• _Task prompt_
In the text below on American and European multinational operating styles, what skill does the American way develop in an HGI manager?

• _Supplied text_
Add to this the operating style. While corporations from both these geographies are process-centric and compliance-driven, the American style appears more business-like whereas the European more relationship and long term oriented. The former may be the result of volatile and perennially fluctuating expectations of Wall Street of these companies that get translated to local India operation sometimes in the form of frustratingly short Q2Q review cycles which makes the local C-suite feel like tenpins in a bowling game! The European firms tend to be conservative without this overt bourse pressure as many are privately owned and therefore allow for a longer rope but with a sharp eye on cash flows in the short-term and healthy project IRR’s in the long-term giving the local manager a wider room to manoeuvre.
These contrasting structures and operating styles create two distinct nurturing environments for the HGI manager. The American way develops an HGI manager with a high level of process-centric execution skill. This skill is handy in addressing their scale requirement in different markets around the world in a cookie-cutter format. But it does get tiring given the constant Q2Q review pressure. Probably that’s the reason not too many “lifers” are seen from amongst HGI managers. By contrast, the European structure and style allow for more holistic nurturing. That includes more functional rotations, overall control of local strategy, patience with investments, long term stakeholder relationships, leeway to operate with local flavour etc. Local operations of European Multinationals even seem more “Indianized”.

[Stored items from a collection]
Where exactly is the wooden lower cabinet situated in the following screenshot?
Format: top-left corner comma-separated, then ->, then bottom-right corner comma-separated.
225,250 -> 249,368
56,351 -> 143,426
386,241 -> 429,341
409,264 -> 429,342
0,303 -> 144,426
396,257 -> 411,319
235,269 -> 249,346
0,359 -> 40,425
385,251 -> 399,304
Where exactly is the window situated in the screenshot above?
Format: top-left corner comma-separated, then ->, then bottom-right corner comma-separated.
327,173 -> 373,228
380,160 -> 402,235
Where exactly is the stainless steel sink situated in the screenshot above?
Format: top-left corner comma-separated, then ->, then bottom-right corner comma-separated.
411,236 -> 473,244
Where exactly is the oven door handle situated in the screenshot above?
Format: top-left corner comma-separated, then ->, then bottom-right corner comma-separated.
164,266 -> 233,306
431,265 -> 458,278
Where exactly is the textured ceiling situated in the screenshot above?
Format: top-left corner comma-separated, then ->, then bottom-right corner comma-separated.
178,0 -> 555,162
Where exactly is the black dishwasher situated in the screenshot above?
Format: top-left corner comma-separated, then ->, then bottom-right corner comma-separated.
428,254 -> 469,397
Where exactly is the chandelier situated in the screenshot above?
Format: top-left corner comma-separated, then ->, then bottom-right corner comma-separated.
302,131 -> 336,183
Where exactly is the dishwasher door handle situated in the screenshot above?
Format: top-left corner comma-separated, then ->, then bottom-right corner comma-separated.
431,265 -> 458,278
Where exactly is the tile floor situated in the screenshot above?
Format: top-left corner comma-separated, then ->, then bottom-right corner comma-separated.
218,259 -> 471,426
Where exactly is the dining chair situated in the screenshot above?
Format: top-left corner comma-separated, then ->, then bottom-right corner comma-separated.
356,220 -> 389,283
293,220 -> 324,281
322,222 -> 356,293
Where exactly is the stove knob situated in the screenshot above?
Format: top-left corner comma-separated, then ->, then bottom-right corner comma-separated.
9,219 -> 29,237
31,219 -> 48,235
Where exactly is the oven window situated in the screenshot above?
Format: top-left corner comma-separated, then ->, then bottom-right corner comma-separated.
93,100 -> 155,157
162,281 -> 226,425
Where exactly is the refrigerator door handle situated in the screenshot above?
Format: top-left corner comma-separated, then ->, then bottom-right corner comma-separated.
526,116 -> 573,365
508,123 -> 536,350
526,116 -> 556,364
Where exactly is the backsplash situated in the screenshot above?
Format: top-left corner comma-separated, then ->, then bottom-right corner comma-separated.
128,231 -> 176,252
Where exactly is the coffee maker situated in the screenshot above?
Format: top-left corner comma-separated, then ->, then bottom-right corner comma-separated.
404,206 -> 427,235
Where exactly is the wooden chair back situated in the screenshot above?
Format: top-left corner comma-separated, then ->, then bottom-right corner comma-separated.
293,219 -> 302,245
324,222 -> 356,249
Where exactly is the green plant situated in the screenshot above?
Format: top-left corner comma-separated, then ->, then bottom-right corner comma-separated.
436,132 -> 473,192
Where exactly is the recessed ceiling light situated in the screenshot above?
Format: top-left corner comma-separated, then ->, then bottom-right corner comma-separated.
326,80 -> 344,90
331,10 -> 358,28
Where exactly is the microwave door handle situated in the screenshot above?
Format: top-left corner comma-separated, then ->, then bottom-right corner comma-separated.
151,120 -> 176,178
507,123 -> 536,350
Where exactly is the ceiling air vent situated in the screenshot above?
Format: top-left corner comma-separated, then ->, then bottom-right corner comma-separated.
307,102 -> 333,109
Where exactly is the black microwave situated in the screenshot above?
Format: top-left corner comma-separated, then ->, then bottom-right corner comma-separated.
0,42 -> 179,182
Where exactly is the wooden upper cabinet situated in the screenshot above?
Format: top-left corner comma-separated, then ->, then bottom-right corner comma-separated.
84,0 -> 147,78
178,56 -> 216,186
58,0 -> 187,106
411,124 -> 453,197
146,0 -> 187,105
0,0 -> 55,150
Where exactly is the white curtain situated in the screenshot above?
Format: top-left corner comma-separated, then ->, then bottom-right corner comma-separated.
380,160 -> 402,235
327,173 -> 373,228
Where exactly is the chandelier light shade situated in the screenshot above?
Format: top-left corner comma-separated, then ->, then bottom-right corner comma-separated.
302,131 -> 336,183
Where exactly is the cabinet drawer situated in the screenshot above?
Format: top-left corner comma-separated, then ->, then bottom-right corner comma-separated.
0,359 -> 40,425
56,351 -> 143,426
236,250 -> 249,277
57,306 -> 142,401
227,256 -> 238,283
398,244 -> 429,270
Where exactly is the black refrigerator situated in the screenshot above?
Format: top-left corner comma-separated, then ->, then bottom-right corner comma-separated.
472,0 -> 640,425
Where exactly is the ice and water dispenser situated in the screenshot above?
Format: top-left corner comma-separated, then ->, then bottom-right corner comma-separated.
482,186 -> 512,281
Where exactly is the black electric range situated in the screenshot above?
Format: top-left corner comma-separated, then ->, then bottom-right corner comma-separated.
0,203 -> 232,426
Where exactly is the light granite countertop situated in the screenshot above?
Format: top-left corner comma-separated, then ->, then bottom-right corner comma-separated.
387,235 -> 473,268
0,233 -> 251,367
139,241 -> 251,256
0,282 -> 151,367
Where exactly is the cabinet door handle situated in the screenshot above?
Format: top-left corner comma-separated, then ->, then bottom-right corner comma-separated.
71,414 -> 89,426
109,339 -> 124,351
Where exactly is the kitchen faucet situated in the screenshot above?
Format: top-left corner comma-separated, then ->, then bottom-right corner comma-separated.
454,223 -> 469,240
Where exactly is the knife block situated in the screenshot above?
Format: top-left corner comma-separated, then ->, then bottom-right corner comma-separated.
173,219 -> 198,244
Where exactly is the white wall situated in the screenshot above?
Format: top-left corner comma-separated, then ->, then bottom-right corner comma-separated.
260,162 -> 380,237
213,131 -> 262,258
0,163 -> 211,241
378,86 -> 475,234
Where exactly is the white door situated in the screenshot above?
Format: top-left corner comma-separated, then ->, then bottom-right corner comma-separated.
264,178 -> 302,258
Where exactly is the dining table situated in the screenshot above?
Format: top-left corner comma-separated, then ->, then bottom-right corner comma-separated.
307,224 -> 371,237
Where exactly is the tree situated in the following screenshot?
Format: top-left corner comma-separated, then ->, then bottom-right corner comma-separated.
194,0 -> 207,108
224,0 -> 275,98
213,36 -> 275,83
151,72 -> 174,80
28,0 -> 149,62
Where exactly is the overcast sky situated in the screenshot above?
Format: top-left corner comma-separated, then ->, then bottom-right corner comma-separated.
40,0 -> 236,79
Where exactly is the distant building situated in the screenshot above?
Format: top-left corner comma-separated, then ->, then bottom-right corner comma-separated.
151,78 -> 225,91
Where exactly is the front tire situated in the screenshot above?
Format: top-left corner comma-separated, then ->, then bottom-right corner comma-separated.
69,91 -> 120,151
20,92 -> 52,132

• _Reply_
It develops a high level of process-centric execution skill.